[Stored dataset items]
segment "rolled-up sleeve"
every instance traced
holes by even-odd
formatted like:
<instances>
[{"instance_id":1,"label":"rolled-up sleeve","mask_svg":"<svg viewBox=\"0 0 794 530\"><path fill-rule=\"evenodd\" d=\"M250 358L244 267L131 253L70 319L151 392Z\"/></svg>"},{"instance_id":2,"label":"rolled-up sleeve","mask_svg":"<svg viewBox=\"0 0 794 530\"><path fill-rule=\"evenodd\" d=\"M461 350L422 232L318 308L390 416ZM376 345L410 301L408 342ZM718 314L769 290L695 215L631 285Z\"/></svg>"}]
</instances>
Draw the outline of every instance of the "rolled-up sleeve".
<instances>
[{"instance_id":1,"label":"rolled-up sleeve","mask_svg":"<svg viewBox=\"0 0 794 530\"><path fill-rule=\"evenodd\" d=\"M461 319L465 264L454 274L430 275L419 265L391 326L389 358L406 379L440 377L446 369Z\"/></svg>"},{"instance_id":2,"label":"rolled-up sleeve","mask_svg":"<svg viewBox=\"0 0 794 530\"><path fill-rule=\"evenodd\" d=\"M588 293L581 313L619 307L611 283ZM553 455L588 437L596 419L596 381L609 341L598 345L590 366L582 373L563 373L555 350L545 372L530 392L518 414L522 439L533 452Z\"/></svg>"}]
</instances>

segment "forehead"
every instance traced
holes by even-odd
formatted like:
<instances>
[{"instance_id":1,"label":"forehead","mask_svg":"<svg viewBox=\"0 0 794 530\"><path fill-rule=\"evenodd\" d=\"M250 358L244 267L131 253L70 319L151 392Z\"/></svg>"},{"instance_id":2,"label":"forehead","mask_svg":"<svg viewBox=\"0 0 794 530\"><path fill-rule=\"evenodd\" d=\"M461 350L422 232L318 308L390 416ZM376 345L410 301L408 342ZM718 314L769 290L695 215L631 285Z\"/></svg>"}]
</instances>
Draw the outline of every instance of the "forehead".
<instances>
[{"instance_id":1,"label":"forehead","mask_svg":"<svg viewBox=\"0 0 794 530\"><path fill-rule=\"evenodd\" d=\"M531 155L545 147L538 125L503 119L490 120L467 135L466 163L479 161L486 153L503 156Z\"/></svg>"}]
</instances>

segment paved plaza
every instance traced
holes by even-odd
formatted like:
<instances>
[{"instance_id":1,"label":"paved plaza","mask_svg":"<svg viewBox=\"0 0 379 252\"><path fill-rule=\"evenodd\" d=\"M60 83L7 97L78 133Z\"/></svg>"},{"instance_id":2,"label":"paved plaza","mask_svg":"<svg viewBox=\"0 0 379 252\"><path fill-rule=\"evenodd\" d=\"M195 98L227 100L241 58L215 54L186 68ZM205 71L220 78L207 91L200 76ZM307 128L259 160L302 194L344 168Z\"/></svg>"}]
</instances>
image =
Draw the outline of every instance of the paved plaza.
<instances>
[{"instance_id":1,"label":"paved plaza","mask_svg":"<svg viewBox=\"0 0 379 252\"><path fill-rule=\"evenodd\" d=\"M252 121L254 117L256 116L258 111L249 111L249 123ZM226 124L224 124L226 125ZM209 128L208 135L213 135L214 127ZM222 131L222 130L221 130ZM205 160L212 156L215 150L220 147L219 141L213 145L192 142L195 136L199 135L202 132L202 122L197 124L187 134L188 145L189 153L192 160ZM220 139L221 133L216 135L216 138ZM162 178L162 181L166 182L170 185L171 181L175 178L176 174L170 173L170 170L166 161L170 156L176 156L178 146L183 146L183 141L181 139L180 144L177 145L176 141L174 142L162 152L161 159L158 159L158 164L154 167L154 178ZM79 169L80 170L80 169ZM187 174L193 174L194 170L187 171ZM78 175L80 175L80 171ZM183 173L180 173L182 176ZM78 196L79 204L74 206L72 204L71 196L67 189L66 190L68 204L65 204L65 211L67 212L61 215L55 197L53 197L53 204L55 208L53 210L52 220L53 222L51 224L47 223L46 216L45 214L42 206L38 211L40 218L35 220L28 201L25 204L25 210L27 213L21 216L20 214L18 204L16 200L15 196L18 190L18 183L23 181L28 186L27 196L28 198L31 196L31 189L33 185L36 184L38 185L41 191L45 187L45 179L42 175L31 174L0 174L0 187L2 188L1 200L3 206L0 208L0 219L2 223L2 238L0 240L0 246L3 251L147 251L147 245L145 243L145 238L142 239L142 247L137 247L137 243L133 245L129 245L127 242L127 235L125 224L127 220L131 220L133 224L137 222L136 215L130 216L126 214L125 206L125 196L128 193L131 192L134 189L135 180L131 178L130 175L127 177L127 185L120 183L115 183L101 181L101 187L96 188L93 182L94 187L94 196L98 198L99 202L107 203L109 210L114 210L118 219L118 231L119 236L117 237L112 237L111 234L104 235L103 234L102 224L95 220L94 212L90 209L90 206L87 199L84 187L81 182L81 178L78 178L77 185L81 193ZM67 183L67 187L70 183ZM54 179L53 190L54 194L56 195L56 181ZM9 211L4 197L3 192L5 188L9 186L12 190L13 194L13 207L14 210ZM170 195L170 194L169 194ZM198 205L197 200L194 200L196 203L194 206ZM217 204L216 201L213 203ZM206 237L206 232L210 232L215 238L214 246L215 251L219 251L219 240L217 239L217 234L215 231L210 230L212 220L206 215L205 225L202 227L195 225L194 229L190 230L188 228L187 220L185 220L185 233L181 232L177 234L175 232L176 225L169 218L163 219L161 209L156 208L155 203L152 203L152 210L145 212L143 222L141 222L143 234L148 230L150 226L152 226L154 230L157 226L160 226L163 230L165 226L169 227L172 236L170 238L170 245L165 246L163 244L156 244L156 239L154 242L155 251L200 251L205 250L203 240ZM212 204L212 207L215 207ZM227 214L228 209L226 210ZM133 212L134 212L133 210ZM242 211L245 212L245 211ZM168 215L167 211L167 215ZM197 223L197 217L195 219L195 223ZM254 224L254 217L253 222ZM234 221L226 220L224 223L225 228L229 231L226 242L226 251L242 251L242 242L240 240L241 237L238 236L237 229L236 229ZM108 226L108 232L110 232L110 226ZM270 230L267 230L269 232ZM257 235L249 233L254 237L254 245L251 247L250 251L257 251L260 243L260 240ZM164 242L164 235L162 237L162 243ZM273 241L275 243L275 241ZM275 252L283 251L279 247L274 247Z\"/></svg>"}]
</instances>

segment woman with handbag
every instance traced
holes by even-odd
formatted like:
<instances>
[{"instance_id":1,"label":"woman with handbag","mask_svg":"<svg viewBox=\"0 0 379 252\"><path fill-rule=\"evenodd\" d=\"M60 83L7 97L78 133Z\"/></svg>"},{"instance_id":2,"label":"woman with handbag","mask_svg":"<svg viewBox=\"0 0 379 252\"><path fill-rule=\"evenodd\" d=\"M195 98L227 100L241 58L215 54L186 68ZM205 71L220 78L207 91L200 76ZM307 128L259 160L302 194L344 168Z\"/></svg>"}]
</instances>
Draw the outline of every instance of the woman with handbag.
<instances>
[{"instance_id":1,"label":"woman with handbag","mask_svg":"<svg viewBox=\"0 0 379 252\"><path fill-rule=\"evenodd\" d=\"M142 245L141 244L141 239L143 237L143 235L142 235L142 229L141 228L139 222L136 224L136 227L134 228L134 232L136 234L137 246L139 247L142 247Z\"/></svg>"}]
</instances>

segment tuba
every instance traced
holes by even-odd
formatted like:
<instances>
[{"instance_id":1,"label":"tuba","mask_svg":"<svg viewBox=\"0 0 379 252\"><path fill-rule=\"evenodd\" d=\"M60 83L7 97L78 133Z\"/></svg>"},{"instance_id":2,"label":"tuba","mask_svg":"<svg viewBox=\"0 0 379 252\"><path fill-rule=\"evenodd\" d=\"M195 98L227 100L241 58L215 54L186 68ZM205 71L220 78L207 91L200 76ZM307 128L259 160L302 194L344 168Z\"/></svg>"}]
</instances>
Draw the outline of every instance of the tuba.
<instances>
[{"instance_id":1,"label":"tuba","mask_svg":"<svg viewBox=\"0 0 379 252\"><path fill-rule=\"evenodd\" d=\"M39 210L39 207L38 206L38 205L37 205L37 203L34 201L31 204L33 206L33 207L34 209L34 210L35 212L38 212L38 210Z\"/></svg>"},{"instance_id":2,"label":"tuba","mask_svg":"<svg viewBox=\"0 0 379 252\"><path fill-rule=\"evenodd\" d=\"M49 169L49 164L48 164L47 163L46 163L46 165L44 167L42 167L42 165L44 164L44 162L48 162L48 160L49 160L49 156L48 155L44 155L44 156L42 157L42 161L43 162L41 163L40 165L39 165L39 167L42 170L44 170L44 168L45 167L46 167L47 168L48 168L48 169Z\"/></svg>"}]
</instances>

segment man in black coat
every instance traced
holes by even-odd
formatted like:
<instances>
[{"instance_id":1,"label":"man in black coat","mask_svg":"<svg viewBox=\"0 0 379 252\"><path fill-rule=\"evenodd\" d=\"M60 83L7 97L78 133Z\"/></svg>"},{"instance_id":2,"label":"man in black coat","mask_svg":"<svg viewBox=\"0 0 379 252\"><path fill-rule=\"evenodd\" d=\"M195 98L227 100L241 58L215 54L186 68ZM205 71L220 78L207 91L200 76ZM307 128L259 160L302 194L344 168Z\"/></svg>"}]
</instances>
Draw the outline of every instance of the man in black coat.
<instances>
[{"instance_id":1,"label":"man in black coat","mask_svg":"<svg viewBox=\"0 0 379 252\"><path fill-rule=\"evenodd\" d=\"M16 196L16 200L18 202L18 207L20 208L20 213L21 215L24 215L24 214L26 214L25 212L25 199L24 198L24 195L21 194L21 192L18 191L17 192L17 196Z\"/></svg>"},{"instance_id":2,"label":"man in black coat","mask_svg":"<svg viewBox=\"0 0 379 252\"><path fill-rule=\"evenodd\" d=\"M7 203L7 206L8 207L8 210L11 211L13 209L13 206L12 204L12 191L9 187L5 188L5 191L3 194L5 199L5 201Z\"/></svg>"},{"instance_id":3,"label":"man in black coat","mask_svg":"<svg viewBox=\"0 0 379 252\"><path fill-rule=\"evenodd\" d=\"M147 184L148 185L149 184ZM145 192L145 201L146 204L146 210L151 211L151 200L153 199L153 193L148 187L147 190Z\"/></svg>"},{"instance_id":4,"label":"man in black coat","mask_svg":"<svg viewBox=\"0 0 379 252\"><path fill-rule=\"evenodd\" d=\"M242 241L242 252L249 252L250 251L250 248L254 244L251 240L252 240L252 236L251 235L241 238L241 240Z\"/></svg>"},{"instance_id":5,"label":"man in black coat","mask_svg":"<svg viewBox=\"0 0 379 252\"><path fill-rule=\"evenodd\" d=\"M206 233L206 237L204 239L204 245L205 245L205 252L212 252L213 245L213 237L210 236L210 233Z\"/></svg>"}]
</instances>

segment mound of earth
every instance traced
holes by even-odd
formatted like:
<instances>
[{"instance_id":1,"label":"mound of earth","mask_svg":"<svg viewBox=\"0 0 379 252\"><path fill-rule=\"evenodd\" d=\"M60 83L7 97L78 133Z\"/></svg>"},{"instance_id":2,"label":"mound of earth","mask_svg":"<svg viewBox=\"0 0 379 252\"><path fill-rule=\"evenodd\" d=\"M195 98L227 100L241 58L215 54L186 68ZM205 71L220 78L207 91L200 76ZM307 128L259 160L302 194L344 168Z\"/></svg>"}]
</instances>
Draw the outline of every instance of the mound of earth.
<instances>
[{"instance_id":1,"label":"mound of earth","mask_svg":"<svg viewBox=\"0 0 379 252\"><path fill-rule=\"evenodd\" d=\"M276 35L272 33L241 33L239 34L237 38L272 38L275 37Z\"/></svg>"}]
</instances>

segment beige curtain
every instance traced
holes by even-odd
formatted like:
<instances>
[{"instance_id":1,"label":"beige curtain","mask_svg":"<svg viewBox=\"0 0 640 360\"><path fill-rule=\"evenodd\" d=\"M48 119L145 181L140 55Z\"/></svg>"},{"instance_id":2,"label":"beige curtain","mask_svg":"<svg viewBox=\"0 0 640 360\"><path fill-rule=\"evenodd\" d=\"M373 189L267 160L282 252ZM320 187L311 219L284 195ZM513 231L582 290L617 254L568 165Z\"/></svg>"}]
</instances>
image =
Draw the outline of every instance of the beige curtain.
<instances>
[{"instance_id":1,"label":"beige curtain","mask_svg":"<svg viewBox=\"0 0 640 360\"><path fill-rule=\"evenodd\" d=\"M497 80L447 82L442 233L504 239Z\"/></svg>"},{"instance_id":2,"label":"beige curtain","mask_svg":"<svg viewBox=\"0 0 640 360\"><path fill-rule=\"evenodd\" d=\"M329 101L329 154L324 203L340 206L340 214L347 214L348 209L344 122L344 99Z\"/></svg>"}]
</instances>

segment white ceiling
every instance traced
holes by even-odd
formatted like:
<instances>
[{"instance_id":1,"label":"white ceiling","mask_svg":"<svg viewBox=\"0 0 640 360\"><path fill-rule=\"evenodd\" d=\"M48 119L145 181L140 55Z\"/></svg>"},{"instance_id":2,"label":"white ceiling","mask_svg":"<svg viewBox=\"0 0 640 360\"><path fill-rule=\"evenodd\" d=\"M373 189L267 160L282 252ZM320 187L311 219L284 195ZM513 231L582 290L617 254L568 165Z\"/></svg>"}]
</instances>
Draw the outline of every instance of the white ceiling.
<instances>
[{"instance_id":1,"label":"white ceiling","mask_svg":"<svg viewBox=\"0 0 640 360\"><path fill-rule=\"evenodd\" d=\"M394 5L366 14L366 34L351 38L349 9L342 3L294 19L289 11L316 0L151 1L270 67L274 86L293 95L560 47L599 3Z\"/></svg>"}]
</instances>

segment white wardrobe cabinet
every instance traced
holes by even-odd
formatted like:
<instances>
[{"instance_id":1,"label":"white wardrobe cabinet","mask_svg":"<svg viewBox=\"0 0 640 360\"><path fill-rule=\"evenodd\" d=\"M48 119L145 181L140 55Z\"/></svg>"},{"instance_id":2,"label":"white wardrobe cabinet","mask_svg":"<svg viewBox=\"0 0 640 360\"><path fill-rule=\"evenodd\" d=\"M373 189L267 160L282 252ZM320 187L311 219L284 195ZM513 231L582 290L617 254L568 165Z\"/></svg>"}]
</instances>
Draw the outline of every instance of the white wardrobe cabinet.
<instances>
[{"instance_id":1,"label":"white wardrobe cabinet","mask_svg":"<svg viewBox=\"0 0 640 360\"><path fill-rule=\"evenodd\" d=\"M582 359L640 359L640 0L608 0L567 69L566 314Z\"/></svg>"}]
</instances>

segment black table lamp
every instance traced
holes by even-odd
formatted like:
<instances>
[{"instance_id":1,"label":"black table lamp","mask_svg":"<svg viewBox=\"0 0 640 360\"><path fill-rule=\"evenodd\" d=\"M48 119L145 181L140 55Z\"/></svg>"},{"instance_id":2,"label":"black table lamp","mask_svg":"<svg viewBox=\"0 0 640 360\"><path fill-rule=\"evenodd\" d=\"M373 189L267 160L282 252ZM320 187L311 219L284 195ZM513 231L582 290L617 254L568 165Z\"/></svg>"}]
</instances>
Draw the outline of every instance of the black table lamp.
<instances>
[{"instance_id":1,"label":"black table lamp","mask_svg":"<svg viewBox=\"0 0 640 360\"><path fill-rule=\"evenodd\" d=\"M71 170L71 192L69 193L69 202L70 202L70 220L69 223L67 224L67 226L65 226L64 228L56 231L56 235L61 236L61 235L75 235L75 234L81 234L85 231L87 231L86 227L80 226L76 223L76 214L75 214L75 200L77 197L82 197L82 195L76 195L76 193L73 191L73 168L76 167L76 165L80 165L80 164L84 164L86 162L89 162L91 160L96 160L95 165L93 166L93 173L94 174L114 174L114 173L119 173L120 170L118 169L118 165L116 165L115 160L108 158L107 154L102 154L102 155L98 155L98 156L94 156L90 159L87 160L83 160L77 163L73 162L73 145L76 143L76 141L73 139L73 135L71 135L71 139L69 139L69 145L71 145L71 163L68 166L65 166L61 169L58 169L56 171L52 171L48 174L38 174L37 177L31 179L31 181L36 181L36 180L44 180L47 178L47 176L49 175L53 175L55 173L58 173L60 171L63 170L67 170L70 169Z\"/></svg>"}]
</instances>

**YOUR INSTRUCTIONS**
Locate every line of the material that contains the word "outline", treating uppercase and lowercase as distinct, and copy each of those lines.

**FULL ANSWER**
Draw the outline of every instance of the "rolled-up sleeve".
Draw the outline of every instance of the "forehead".
Draw the outline of every instance of the paved plaza.
Draw the outline of every instance of the woman with handbag.
Draw the outline of every instance of the tuba.
Draw the outline of every instance of the man in black coat.
Draw the outline of every instance of the mound of earth.
Draw the outline of every instance of the beige curtain.
Draw the outline of every instance of the white ceiling.
Draw the outline of every instance of the white wardrobe cabinet.
Draw the outline of every instance of the black table lamp.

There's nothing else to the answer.